Exercise prompt
Answer these from the LawVu Draft actions text below:
(a) What kind of matching does Literal Text Match use?
(b) What does the Irrelevant layer mark a requirement as?
(c) What content does the "Add comment to selected text" action use for the comment it inserts?

Source passage
It is important to note that this Action is not required to have LawVu Draft rewrite text based on the r-Requirement. This Action is intended to provide additional instructions to the LLM.
In other words, if the Requirement itself contains enough information to rewrite the relevant clause, this Action is not necessary.
Add comment to selected text
Insert a comment into the document using predefined content, ensuring consistency and standardization in the information that is added.
Questions
Gathers and captures user input to support the evaluation of rules, ensuring that the necessary information is available to assess whether specific conditions or criteria are met.
Refine Contents
Lets you add alternative positions to a requirement.
You can define layers such as Mostly met, Partially met, Not met, or Irrelevant to capture flexibility.
Multiple layers can be applied to a single requirement, reflecting different acceptable outcomes.
The Irrelevant layer marks a requirement as not applicable in specific situations.
During review, all layers are considered, showing which aspects are fully, mostly, partially, or not met.
This allows for nuanced evaluation rather than a simple yes/no outcome.
It helps capture internal variations and ensures that alternative positions are properly accounted for.
Literal Text Match
This feature checks for exact text, using traditional (non-LLM) matching.

Entries supplied
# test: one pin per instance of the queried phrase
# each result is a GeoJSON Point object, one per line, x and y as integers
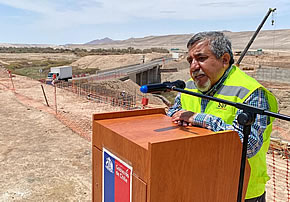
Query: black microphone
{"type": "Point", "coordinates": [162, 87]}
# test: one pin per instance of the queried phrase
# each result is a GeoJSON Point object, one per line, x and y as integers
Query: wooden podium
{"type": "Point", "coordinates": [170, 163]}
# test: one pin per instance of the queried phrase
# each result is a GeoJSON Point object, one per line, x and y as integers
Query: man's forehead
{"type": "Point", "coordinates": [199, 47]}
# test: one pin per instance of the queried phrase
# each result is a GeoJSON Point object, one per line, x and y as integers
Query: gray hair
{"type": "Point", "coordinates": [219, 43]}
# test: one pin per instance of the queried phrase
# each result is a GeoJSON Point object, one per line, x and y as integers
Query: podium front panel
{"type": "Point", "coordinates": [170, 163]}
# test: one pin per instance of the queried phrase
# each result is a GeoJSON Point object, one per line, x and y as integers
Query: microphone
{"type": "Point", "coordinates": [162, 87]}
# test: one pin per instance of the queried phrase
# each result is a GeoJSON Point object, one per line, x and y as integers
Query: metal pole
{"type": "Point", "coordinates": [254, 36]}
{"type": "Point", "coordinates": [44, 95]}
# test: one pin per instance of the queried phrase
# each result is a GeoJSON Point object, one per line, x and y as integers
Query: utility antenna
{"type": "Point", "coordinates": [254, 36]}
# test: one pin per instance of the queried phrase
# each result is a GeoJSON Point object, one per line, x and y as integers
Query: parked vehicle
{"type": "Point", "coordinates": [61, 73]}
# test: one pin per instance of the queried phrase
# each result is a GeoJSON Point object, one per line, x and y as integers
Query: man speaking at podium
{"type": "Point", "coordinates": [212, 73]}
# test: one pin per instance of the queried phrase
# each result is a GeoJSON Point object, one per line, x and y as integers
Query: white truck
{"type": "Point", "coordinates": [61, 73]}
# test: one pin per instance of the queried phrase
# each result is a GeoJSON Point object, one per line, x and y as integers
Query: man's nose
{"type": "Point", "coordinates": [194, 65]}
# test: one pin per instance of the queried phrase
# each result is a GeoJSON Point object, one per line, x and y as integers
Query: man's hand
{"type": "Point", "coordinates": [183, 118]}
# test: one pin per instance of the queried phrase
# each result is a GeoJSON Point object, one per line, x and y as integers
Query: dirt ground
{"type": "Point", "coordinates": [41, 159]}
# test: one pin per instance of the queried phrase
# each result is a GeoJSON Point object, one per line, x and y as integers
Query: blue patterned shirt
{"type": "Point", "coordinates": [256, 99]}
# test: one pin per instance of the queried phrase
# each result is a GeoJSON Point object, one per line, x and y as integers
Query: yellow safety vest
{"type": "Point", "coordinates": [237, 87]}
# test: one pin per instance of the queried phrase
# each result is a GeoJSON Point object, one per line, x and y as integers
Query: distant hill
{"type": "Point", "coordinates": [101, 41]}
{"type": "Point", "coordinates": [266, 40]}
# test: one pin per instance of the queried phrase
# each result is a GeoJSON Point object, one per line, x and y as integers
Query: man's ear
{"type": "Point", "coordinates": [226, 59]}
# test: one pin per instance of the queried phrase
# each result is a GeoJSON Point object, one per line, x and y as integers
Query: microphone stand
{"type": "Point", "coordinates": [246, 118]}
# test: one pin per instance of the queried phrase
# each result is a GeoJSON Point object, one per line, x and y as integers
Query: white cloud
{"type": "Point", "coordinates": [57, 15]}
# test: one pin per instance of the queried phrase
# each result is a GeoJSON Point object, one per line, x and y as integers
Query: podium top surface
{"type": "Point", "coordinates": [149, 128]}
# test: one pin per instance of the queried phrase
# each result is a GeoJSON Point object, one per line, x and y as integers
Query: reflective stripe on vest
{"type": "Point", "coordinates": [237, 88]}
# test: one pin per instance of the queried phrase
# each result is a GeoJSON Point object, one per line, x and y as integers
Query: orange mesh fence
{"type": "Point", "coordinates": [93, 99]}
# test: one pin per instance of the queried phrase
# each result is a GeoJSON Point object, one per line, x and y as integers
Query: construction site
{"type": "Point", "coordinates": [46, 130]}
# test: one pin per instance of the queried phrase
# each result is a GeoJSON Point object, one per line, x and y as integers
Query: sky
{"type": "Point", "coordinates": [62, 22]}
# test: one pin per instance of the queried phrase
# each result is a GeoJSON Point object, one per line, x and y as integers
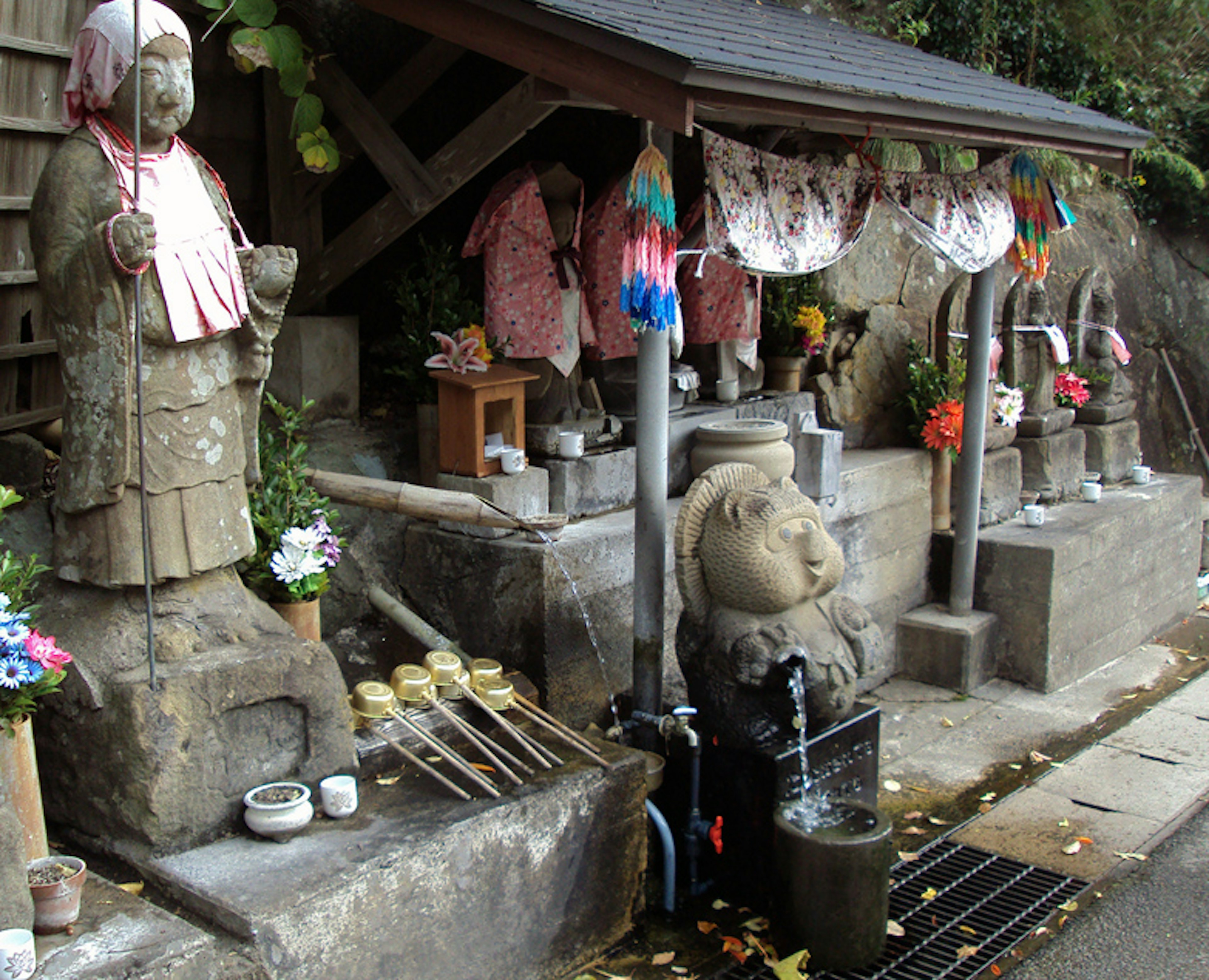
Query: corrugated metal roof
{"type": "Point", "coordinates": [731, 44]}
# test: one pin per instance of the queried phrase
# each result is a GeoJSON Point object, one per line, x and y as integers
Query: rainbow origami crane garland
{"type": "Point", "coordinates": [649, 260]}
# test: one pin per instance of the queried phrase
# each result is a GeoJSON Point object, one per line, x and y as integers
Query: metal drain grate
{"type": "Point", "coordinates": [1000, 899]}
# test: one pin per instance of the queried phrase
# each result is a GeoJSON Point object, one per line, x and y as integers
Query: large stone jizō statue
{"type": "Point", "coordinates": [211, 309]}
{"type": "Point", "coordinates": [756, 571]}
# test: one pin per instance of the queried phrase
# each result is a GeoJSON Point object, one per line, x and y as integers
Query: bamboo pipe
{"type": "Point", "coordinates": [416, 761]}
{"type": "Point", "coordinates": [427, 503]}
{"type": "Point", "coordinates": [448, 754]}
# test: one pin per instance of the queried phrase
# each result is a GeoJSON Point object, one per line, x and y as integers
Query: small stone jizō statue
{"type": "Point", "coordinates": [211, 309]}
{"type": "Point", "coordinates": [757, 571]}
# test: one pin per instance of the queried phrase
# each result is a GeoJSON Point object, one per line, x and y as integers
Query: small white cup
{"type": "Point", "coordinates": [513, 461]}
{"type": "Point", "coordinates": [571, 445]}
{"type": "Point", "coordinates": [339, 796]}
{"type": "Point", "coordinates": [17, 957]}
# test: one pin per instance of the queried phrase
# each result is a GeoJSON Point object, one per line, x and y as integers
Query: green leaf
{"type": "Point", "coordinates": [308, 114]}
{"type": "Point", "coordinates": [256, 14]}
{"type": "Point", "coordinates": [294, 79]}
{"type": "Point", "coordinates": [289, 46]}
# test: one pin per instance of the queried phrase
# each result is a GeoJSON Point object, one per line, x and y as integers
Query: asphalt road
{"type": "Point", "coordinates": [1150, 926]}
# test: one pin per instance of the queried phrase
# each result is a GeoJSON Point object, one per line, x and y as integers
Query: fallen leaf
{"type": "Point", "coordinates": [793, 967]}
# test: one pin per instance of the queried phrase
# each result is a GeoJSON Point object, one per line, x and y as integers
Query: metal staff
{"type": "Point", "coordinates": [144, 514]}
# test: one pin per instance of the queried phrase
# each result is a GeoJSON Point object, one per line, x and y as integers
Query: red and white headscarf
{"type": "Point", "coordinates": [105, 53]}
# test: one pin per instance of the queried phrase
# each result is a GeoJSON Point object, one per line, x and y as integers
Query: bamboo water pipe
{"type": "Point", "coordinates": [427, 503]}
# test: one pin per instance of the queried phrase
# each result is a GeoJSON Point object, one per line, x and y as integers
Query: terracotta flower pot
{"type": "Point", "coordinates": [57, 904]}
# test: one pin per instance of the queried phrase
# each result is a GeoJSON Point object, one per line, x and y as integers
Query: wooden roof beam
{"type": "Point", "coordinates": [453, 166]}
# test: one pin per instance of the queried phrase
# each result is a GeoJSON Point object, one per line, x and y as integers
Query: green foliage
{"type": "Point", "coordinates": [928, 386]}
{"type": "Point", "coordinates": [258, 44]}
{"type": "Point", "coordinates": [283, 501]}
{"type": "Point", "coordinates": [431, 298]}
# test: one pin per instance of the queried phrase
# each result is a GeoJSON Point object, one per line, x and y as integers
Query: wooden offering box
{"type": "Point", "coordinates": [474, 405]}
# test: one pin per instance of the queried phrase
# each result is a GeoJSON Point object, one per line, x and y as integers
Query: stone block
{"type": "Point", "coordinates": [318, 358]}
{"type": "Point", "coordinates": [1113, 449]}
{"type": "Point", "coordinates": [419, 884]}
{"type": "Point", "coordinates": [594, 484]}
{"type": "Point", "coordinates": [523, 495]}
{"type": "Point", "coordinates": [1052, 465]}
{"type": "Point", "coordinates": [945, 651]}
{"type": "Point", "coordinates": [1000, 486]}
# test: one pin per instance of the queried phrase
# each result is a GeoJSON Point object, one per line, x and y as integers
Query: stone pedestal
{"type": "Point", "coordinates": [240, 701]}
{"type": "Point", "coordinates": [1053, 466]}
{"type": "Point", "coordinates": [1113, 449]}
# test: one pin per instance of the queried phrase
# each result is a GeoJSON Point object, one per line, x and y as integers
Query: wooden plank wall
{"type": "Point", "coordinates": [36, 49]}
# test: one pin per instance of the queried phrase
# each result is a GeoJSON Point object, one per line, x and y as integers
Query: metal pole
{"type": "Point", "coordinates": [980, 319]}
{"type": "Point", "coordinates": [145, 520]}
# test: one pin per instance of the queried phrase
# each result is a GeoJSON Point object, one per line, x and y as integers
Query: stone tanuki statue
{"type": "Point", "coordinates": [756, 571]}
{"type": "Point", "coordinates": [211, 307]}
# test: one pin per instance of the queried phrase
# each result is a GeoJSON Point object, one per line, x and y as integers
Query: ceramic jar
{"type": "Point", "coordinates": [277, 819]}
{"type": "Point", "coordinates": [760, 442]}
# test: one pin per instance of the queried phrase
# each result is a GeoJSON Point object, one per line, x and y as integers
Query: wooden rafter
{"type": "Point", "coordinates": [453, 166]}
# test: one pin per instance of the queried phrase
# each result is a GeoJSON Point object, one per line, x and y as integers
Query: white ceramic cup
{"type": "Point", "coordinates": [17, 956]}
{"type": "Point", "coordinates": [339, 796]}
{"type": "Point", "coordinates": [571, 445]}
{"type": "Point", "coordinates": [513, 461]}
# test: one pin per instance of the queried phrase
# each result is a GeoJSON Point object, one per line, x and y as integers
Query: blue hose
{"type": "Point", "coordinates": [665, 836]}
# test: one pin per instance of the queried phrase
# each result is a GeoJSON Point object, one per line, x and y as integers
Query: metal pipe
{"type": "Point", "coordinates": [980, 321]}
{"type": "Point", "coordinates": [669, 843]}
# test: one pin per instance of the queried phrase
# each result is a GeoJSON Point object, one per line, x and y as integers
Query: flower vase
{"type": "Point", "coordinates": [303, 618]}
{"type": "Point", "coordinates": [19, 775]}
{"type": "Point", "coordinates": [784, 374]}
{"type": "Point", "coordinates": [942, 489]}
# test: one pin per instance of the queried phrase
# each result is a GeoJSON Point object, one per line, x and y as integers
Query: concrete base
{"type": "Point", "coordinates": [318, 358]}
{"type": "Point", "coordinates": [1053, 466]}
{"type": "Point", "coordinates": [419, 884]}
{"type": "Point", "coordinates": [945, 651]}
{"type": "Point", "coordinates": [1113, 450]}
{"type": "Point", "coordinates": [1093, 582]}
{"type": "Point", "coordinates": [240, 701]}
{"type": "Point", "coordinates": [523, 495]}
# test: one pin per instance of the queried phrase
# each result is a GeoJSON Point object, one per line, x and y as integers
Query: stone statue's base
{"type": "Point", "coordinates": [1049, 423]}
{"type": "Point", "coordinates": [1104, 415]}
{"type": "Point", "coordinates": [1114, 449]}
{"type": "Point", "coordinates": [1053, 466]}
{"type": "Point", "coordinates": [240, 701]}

Answer to the problem
(a) Traditional (non-LLM) matching.
(b) Not applicable in specific situations.
(c) Predefined content.